#### Data provided

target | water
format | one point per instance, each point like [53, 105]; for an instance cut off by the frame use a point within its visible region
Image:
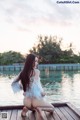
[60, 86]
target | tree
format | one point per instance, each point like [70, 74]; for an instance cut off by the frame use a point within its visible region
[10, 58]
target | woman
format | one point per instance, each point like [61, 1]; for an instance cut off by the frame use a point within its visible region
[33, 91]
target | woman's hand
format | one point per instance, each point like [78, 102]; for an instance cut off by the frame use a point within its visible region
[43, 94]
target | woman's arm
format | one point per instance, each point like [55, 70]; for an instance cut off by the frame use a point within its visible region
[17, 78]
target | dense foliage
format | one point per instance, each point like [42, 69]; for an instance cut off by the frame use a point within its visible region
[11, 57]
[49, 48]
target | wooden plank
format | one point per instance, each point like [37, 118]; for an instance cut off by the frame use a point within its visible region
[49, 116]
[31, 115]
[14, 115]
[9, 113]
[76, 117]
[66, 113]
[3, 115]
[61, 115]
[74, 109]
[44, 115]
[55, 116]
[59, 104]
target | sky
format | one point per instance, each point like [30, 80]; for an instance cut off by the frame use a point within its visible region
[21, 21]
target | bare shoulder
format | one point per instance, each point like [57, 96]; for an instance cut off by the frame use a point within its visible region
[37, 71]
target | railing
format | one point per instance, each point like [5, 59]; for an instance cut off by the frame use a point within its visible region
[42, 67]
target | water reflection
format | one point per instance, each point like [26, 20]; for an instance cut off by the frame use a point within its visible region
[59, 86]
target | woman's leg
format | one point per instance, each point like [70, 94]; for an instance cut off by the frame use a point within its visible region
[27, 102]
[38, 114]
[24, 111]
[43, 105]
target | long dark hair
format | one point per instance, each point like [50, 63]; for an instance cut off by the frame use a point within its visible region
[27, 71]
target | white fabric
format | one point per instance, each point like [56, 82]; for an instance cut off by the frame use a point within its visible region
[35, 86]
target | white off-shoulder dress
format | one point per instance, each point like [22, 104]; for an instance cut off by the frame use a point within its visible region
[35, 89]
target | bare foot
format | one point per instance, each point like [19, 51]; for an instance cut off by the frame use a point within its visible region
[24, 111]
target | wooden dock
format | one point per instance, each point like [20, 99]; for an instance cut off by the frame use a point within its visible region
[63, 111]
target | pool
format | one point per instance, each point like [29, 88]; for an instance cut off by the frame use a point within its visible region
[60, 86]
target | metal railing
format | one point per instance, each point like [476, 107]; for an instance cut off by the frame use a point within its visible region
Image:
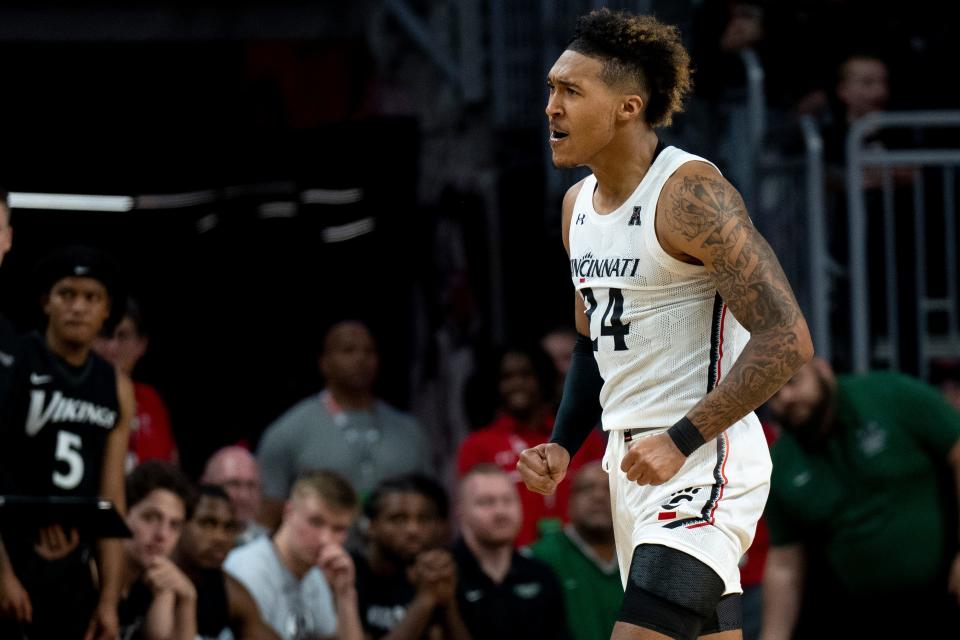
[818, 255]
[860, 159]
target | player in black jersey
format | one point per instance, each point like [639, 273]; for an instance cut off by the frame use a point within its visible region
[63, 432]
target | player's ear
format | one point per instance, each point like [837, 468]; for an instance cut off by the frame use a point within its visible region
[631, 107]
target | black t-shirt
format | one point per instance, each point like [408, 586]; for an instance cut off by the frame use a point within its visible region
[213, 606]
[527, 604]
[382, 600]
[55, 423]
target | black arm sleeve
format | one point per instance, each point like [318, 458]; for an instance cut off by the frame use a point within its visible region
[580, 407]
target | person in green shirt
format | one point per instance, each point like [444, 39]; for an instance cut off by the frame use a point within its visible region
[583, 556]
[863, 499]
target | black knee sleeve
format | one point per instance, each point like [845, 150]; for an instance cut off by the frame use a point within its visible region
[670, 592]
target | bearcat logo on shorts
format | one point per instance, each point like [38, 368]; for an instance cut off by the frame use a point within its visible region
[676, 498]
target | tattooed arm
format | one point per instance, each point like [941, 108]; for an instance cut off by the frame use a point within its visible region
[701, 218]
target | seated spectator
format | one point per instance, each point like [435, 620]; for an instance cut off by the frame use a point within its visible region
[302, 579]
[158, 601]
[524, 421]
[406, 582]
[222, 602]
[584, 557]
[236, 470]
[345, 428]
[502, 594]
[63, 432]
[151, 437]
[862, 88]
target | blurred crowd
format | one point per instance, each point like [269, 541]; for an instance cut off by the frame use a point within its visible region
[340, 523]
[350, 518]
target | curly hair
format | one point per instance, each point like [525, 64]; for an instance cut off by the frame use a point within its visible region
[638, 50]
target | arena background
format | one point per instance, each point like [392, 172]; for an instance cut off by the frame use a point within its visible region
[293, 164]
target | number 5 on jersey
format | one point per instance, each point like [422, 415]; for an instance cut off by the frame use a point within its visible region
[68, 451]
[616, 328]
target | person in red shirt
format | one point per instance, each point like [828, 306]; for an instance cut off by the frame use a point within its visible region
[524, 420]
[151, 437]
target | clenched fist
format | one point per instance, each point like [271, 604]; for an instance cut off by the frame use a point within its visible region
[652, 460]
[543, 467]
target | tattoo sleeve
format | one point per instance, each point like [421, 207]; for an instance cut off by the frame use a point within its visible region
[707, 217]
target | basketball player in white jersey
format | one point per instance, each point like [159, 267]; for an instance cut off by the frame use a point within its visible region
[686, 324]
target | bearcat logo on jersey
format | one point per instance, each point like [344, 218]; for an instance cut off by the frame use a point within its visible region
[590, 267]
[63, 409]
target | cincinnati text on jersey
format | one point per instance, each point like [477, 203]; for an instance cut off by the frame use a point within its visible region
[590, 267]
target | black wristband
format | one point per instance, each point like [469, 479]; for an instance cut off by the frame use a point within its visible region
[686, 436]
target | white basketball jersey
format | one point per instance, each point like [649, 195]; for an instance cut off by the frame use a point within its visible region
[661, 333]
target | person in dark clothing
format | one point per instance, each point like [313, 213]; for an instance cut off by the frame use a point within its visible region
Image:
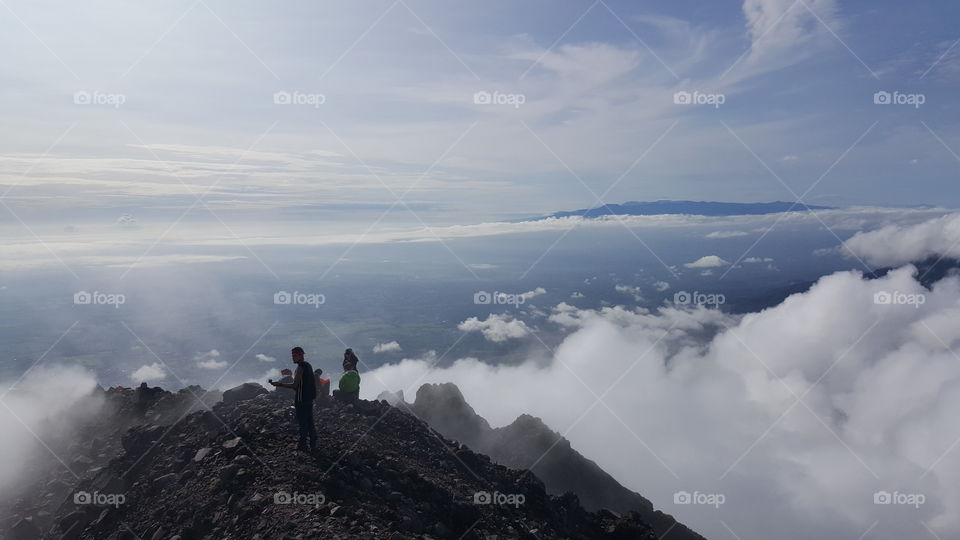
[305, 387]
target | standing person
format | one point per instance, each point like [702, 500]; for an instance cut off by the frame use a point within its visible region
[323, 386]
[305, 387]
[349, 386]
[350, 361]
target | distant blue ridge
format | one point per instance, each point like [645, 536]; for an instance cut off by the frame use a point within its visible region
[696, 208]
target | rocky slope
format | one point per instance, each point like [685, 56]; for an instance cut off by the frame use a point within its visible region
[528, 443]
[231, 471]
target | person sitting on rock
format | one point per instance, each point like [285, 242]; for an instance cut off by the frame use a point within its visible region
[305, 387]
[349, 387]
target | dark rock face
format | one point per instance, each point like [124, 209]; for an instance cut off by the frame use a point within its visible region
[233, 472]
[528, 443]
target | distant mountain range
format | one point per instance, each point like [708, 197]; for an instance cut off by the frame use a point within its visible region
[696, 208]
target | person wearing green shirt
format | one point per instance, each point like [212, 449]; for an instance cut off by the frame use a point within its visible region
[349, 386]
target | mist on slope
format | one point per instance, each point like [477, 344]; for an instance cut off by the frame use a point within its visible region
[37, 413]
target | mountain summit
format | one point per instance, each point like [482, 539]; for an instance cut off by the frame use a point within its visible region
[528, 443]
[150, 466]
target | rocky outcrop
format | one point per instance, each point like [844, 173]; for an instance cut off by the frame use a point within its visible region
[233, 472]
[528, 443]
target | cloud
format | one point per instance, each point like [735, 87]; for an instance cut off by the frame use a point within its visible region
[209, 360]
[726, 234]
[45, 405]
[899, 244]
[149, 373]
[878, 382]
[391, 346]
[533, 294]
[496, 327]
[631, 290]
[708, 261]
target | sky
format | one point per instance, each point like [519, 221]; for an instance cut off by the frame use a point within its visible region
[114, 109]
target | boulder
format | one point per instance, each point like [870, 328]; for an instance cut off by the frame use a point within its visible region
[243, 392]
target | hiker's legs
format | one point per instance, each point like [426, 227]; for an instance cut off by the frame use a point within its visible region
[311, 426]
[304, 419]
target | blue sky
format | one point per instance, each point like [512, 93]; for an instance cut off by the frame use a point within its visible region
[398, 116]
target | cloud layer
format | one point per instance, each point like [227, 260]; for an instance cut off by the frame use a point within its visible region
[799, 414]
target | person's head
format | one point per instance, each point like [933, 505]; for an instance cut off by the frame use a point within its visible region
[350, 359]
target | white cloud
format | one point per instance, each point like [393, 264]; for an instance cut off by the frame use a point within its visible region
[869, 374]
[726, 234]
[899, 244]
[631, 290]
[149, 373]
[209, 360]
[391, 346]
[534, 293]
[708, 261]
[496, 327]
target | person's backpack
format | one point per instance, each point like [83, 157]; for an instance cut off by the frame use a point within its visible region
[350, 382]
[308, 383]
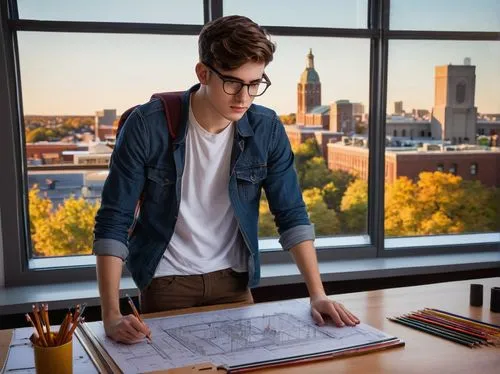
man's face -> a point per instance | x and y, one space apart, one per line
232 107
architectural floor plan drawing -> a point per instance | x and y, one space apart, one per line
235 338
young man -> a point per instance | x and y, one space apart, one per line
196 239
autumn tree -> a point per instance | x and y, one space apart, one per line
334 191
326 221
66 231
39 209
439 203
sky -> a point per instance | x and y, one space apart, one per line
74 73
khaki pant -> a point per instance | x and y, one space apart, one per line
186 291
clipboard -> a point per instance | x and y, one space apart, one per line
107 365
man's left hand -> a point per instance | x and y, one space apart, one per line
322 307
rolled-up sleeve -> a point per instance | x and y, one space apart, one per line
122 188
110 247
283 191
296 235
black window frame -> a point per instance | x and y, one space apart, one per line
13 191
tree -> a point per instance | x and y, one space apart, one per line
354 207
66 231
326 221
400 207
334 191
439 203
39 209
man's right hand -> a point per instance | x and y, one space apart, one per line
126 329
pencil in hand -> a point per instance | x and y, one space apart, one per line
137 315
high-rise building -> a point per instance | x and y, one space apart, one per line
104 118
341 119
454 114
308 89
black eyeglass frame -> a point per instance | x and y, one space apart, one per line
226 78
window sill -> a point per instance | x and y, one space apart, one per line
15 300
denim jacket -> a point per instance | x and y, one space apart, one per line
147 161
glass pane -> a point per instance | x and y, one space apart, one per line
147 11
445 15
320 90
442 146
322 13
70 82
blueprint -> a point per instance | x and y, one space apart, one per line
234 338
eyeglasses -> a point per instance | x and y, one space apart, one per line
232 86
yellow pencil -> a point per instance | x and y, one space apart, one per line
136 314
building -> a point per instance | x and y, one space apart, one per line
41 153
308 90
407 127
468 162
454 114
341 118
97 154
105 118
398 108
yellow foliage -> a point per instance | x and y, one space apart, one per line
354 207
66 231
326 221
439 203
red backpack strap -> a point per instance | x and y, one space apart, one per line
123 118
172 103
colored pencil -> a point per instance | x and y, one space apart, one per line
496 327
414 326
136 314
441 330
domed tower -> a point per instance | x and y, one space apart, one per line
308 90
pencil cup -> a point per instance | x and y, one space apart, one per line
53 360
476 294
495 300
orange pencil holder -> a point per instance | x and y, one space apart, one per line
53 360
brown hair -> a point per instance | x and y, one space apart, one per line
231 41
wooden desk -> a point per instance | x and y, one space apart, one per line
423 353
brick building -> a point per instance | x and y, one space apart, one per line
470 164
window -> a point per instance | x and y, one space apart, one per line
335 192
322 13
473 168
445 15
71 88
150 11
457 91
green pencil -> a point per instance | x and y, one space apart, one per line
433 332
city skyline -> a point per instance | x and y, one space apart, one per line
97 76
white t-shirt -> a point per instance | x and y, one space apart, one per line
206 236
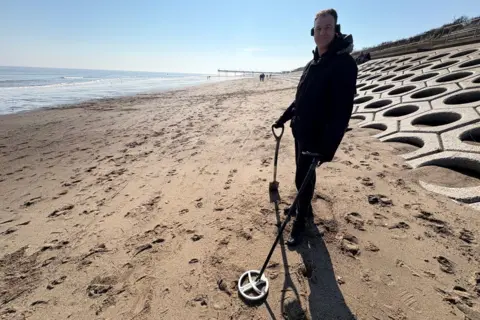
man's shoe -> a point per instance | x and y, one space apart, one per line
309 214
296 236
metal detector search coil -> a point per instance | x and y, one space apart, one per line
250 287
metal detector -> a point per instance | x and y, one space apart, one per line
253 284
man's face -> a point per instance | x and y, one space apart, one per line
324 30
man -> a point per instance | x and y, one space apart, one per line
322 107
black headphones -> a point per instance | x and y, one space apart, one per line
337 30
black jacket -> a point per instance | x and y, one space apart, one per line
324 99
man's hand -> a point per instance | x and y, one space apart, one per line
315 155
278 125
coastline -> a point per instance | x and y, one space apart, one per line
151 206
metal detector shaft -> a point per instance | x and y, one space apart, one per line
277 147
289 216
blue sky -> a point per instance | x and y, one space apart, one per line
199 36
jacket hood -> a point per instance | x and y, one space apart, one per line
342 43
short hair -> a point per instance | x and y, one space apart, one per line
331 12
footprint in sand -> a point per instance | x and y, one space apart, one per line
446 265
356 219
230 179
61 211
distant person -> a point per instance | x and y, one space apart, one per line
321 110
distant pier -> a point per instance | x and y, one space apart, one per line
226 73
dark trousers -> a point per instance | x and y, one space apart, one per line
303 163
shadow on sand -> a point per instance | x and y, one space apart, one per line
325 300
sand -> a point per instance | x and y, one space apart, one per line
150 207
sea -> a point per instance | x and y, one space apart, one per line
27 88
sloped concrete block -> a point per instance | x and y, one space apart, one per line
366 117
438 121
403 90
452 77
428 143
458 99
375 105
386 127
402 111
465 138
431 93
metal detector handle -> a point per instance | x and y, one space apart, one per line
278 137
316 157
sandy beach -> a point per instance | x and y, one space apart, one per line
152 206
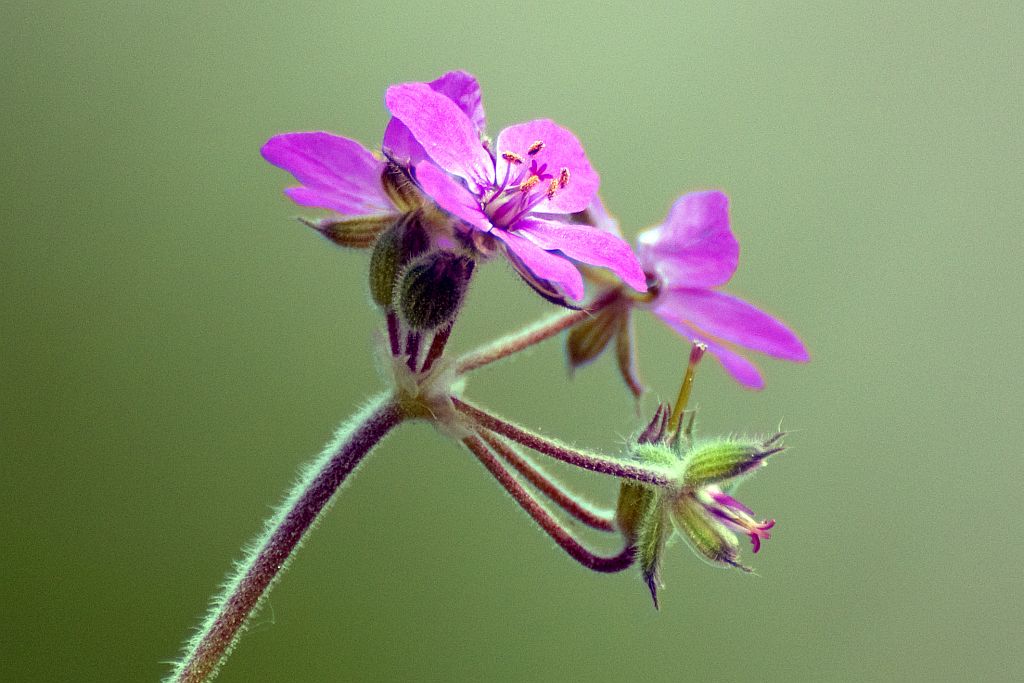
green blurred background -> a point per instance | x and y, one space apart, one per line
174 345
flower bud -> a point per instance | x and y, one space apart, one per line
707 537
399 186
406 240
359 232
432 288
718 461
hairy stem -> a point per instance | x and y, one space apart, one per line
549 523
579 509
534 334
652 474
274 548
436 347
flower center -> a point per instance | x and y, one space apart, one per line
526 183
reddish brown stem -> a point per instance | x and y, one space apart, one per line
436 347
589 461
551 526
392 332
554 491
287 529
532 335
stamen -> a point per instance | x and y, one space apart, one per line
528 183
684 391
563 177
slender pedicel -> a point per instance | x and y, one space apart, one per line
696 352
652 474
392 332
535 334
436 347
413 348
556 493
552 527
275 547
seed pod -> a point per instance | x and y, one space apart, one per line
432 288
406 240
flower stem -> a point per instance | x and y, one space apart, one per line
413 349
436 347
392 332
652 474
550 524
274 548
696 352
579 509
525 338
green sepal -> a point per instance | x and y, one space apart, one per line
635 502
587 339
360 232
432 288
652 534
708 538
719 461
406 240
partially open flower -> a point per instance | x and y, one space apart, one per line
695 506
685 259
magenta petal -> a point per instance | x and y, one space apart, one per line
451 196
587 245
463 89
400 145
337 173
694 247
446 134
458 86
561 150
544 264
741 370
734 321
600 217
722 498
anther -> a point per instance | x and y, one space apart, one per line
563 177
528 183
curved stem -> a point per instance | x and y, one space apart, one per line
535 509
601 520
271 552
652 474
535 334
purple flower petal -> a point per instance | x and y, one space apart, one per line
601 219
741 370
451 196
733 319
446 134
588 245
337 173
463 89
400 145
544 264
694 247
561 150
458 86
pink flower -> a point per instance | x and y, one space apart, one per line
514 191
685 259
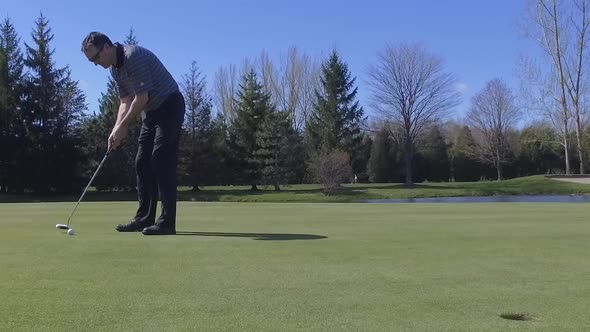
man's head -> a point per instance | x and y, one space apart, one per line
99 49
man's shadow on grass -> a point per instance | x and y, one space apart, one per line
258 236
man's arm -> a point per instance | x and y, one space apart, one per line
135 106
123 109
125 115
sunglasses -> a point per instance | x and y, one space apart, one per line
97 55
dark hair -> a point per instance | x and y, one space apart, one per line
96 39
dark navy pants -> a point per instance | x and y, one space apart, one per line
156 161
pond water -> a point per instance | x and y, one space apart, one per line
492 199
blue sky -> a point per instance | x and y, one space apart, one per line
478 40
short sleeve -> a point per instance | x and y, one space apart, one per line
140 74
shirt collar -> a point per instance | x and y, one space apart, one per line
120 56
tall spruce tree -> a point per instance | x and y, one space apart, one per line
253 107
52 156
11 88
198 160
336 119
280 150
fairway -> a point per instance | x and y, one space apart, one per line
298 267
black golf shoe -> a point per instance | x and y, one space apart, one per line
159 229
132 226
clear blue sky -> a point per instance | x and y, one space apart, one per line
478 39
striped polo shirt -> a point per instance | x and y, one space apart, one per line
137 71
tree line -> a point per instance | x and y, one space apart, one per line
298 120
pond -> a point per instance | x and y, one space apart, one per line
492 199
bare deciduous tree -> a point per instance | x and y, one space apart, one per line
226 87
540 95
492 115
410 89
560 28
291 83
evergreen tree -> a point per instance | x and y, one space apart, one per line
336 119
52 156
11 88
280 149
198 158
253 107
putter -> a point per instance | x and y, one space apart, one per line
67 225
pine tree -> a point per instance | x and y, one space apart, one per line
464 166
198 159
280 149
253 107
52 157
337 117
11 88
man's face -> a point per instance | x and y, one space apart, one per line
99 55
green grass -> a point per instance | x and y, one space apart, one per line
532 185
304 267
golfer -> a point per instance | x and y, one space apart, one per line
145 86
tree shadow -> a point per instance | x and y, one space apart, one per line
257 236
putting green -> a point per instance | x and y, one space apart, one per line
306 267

########

| Problem details |
Above are the records. Copy the lines beginning at the one that has "target | distant mountain range" and ending with the one that has "target | white cloud", unchanged.

| Response for this exercise |
target | distant mountain range
format | one point per instance, each point like [708, 197]; for an instance cut off by the frame use a point within its visible region
[696, 208]
target | person wearing green shirt
format | one point per instance, each point like [212, 449]; for an instance cut off by the frame use a point within its visible region
[349, 386]
target | mist on slope
format | one point per instance, each point like [477, 344]; for an instance cut off by the frame use a point within its visible region
[37, 413]
target | mountain summit
format | one point per instance, each point like [482, 539]; for an instance cut off by the frame use a point within its visible region
[528, 443]
[150, 466]
target | rocky outcrop
format | one point per instance, each point like [844, 173]; for an instance cut off by the frame use a point within its visible region
[233, 472]
[528, 443]
target | cloud
format | one point per instance, each point like [735, 87]; for an instance cut off by the frame use a point within its visible region
[209, 360]
[726, 234]
[45, 405]
[899, 244]
[149, 373]
[878, 382]
[391, 346]
[533, 294]
[496, 327]
[631, 290]
[708, 261]
target | sky
format | one point per instance, each point like [519, 221]; for an instance cut off by the frame use a point within its visible region
[114, 109]
target | boulder
format | one point per instance, each point like [870, 328]; for an instance cut off by the frame use a point within its visible region
[243, 392]
target | hiker's legs
format | one point per instance, each point like [426, 227]; for an instance cut off by the frame use a point within its visible region
[311, 426]
[304, 419]
target | blue sky
format | one point per instance, each point like [512, 93]; for an instance cut off by the frame use a point within its visible region
[398, 116]
target | cloud layer
format | one point per instance, each point like [227, 260]; for an instance cut off by the frame use a point within its visible region
[799, 414]
target | person's head
format | one point per instance, each point like [933, 505]; for an instance cut off by the frame use a point within its visible region
[350, 359]
target | white cloud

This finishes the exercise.